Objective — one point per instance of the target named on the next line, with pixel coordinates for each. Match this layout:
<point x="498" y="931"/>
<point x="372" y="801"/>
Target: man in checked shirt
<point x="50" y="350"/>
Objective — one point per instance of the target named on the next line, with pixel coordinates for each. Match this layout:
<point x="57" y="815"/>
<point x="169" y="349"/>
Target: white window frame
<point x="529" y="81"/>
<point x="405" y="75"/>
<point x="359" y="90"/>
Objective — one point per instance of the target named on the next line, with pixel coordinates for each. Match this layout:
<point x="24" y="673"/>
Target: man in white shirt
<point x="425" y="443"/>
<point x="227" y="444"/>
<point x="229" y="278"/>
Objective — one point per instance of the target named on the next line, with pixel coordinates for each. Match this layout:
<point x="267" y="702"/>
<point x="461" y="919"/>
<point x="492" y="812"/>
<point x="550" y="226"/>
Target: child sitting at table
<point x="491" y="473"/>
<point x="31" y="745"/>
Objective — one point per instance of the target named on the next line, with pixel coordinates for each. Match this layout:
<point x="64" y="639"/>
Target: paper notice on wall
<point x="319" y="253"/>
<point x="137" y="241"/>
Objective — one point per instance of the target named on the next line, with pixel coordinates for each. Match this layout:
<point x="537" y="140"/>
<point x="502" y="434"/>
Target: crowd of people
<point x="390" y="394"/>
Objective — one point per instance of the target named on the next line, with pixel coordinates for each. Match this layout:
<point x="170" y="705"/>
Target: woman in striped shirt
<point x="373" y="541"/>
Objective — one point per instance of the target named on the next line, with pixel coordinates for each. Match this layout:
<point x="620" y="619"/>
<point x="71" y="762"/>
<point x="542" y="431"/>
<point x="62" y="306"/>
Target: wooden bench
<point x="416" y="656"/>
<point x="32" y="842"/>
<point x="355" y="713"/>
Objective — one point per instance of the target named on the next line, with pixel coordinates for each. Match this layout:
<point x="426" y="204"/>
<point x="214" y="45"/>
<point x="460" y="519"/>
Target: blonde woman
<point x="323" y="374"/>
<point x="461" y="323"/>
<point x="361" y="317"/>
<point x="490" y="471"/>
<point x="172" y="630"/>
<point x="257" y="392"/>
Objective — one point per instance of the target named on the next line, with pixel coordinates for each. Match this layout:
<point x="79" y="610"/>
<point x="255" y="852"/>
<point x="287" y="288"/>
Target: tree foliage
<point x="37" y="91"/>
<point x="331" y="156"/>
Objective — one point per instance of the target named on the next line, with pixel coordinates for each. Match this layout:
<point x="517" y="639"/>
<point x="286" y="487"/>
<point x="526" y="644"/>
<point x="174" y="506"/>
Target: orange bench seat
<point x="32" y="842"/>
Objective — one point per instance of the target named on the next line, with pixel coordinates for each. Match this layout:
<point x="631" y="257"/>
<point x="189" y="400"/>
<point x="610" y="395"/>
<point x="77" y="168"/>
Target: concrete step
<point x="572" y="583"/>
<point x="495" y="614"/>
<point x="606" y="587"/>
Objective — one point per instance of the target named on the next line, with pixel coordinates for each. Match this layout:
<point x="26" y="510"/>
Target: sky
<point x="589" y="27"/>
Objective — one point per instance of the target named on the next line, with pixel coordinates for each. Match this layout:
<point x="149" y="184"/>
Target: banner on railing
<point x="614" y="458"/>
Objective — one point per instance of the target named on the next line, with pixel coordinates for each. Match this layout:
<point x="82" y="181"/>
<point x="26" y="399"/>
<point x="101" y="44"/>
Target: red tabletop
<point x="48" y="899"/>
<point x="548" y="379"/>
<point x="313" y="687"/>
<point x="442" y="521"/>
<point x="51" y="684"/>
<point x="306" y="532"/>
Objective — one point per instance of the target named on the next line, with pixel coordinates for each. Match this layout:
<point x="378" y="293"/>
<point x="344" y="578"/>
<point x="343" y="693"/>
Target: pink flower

+--

Short task
Above are the records; retype them all without a single difference.

Solved problem
Objective — one point per instance of the target named on the next line, with pixel coordinates for each. Match this layout:
<point x="498" y="931"/>
<point x="372" y="801"/>
Target: man in checked shirt
<point x="50" y="350"/>
Objective — one point per instance of the target named on the next line, with pixel coordinates for each. Match this layout:
<point x="57" y="815"/>
<point x="169" y="349"/>
Target: white window frame
<point x="529" y="81"/>
<point x="405" y="75"/>
<point x="359" y="90"/>
Objective — one point per instance of the target named on the next line, with pixel coordinates for each. Match this layout:
<point x="24" y="673"/>
Target: man in white shirt
<point x="425" y="443"/>
<point x="227" y="444"/>
<point x="229" y="278"/>
Objective — one point per instance of the target named on the next line, with pixel coordinates for each. Match this layout:
<point x="267" y="702"/>
<point x="461" y="919"/>
<point x="492" y="812"/>
<point x="550" y="226"/>
Target: child sitting at table
<point x="491" y="473"/>
<point x="31" y="745"/>
Objective — one point per instance of the target named on the next line, with pixel coordinates for each. Match this layout:
<point x="64" y="639"/>
Target: paper notice on wall
<point x="319" y="253"/>
<point x="137" y="241"/>
Objective — one point per instance of the target named on the next line, with pixel coordinates for each. Match this layout:
<point x="537" y="140"/>
<point x="502" y="434"/>
Target: crowd of people
<point x="390" y="394"/>
Objective — one point per instance of the target named on the next line, with pixel coordinates for each. Match this layout:
<point x="170" y="705"/>
Target: woman in striped shirt
<point x="373" y="541"/>
Objective — one point per instance of the target named on the next line, with pixel coordinates for each. Match this layout:
<point x="620" y="619"/>
<point x="71" y="762"/>
<point x="542" y="431"/>
<point x="62" y="306"/>
Target: wooden bench
<point x="416" y="656"/>
<point x="32" y="842"/>
<point x="355" y="713"/>
Objective — one point per instance of the target named on the next line, with pixel coordinates for each. Match this layout:
<point x="426" y="204"/>
<point x="214" y="45"/>
<point x="460" y="519"/>
Target: blonde woman
<point x="323" y="374"/>
<point x="461" y="323"/>
<point x="361" y="317"/>
<point x="490" y="471"/>
<point x="172" y="630"/>
<point x="257" y="392"/>
Objective — one point per instance of the target named on the next line, with pixel coordinates for each. Match this layout:
<point x="79" y="610"/>
<point x="255" y="852"/>
<point x="287" y="288"/>
Target: tree foliage
<point x="37" y="91"/>
<point x="331" y="156"/>
Objective — one point per instance of the target named on the next line, with pixel coordinates for each. Match this layout:
<point x="517" y="639"/>
<point x="286" y="487"/>
<point x="526" y="644"/>
<point x="174" y="506"/>
Target: orange bench seat
<point x="32" y="842"/>
Objective — one point per instance of the target named on the next line, with pixel coordinates for each. Match this layout:
<point x="631" y="257"/>
<point x="189" y="400"/>
<point x="610" y="395"/>
<point x="77" y="168"/>
Target: concrete step
<point x="572" y="583"/>
<point x="495" y="614"/>
<point x="606" y="587"/>
Objective — one point per instance of the target named on the next line, with pixel coordinates for each. Match this layout:
<point x="26" y="510"/>
Target: sky
<point x="589" y="27"/>
Objective — one point per instance of the target named on the next line, with pixel coordinates for each. Match this layout:
<point x="149" y="184"/>
Target: banner on railing
<point x="614" y="458"/>
Objective — one point per instance of the target named on the next line, with pixel coordinates for each. Match this layout:
<point x="82" y="181"/>
<point x="26" y="399"/>
<point x="101" y="44"/>
Target: red tabletop
<point x="48" y="899"/>
<point x="548" y="379"/>
<point x="313" y="687"/>
<point x="442" y="521"/>
<point x="51" y="684"/>
<point x="306" y="532"/>
Objective — one point per instance of the target named on the next line, with pixel coordinates for each. Match this layout:
<point x="378" y="293"/>
<point x="344" y="578"/>
<point x="343" y="693"/>
Target: pink flower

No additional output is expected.